Bloque de texto:
Gonzalo de Pedro Amatria

La exigua presencia española en Cannes (los lamentos de la prensa generalista por el desprecio con el que Cannes, dicen, trata al cine español son ya un ruido de fondo, un eco repetido año tras año) se completa con la participación, ampliamente ignorada por esa misma prensa, de dos cortometrajes en dos de las secciones principales del festival: la Sección oficial de Cortometrajes y la Quincena de Realizadores. Se trata de dos producciones muy distintas entre sí, y que incluso sorprenden por lo alejadas que parecen estar de los largometrajes españoles que participan en esta edición del festival francés (Mimosas, de Oliver Laxe, La mort de Louis XIV, de Albert Serra, y Julieta, de Pedro Almodóvar), todos ellos con un fuerte sello de autor, y ninguno de ellos perteneciente al núcleo duro del cine español más industrial y oficial. En la selección de los cortometrajes, sin embargo, Cannes parece haber optado por trabajos menos arriesgados, al menos en el aspecto formal, y con una vocación no tan definitivamente autoral, pero sí con bastante personalidad.

Datos del ejercicio:
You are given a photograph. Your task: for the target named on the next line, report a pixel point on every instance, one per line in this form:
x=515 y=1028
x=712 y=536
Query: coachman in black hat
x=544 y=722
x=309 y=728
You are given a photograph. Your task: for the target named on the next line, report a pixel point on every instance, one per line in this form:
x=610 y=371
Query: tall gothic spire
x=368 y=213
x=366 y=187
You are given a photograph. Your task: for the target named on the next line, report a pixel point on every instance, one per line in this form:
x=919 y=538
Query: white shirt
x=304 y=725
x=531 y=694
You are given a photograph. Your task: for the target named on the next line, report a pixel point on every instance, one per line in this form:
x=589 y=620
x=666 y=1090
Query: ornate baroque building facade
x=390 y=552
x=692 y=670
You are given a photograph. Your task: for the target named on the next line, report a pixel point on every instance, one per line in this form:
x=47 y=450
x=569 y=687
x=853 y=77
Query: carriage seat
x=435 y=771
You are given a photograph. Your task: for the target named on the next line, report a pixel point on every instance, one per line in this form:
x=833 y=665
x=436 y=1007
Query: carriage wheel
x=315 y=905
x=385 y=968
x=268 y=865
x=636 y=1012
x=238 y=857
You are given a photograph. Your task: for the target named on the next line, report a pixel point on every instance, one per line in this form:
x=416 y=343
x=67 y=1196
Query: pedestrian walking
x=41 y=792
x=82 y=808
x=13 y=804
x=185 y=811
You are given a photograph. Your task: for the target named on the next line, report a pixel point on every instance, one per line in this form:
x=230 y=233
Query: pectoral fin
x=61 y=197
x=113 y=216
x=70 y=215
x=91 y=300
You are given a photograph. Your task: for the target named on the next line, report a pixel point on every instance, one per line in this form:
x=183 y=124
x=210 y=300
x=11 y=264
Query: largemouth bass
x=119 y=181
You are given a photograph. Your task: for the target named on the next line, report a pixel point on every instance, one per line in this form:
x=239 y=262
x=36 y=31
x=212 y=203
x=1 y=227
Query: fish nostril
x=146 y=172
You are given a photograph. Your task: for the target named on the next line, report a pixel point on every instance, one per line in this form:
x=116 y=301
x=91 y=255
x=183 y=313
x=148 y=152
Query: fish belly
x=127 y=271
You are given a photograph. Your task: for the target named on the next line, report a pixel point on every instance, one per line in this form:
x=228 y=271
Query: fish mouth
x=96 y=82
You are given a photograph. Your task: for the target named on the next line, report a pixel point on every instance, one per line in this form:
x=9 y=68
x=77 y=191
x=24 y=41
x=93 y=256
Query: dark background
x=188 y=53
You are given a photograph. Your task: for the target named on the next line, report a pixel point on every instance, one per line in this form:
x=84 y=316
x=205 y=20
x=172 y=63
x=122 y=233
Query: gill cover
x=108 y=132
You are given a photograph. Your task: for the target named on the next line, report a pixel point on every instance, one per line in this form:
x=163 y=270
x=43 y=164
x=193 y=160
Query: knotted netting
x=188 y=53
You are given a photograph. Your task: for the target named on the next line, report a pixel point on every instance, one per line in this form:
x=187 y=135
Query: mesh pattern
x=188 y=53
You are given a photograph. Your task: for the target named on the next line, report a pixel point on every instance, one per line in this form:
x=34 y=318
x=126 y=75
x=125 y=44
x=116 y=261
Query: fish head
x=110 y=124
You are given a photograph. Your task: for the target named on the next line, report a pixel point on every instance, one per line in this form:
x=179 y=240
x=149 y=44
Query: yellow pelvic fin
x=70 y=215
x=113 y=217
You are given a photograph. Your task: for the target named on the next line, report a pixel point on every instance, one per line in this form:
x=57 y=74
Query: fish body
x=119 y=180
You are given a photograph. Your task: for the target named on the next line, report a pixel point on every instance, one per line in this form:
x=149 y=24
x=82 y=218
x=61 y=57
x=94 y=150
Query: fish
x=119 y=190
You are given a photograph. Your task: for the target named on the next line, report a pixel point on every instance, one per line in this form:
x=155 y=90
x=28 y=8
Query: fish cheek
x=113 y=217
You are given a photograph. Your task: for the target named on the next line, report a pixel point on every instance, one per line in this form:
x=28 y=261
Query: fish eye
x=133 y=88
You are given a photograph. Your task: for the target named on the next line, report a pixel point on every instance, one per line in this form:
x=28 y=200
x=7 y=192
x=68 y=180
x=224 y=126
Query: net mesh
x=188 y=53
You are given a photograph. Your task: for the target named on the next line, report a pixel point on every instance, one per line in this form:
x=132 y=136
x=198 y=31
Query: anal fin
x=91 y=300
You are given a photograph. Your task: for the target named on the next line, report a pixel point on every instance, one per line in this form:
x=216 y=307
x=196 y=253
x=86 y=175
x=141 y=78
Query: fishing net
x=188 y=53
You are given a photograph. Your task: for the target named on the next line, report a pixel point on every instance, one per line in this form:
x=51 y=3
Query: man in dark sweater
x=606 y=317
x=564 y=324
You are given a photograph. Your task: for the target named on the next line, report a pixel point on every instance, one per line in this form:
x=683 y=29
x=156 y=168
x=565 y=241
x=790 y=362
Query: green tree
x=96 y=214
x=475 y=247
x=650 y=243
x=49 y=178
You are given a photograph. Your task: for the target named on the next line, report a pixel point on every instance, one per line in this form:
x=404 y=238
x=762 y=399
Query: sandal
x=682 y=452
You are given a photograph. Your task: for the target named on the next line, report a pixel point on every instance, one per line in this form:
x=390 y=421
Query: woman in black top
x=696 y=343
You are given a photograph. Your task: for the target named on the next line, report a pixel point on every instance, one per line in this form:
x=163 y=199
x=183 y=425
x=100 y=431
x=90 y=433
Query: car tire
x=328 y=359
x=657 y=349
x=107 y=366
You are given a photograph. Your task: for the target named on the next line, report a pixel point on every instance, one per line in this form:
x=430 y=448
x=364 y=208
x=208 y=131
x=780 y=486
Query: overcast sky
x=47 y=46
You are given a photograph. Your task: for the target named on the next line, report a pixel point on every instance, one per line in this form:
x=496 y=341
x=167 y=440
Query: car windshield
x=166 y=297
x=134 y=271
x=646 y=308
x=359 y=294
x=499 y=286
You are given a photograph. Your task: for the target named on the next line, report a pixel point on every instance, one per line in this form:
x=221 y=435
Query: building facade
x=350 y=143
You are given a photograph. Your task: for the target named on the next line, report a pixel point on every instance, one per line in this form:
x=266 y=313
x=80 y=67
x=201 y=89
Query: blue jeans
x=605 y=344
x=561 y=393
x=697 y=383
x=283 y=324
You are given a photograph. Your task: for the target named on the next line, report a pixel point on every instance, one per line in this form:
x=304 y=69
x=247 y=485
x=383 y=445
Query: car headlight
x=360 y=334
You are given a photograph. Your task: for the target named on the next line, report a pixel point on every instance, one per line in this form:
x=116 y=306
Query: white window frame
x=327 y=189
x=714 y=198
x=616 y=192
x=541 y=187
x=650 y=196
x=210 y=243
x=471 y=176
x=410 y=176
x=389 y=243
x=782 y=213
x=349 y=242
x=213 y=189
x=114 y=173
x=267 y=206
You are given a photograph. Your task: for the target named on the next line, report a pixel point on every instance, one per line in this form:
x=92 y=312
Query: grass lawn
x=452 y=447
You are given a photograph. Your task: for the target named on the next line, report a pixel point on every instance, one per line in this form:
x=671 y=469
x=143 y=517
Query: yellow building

Actividad: ¿Puedes escribir lo que sigue en el texto sobre los cortometrajes españoles en Cannes, a partir de su última frase?

Resultado de la tarea:
Timecode, del veterano Juanjo Giménez, que se ha alzado con la Palma de Oro al mejor cortometraje, es un ejercicio de ficción contenida, que narra la singular relación que establecen dos vigilantes de seguridad de un parking, cada uno en un turno horario, a través de las grabaciones de las cámaras de seguridad. Explotando muy bien el espacio del parking semi-vacío como no-lugar, y las posibilidades narrativas de las cámaras de seguridad, Timecode convierte un espacio de tránsito y alienación laboral en un lugar para la belleza y la insurgencia a través de algo tan sencillo como el baile. Los dos vigilantes se irán comunicando video a video, baile a baile, y encontrarán en el dialogo de sus cuerpos bailando en el vacío de los pasillos del parking la única salida a un trabajo solitario y basado en la incomunicación, la sospecha y la vigilancia. Timecode tiene la virtud de reivindicar lo humano, lo artístico, lo que nos dignifica, en un espacio cada vez más desprovisto de humanidad como es el laboral, y lo hace valiéndose de algo tan omnipresente como las cámaras de seguridad, fruto de nuestra cultura del miedo, la presunción de culpabilidad y la eterna sospecha, que aquí se convierten en un vehículo de comunicación, en imágenes de ida y vuelta.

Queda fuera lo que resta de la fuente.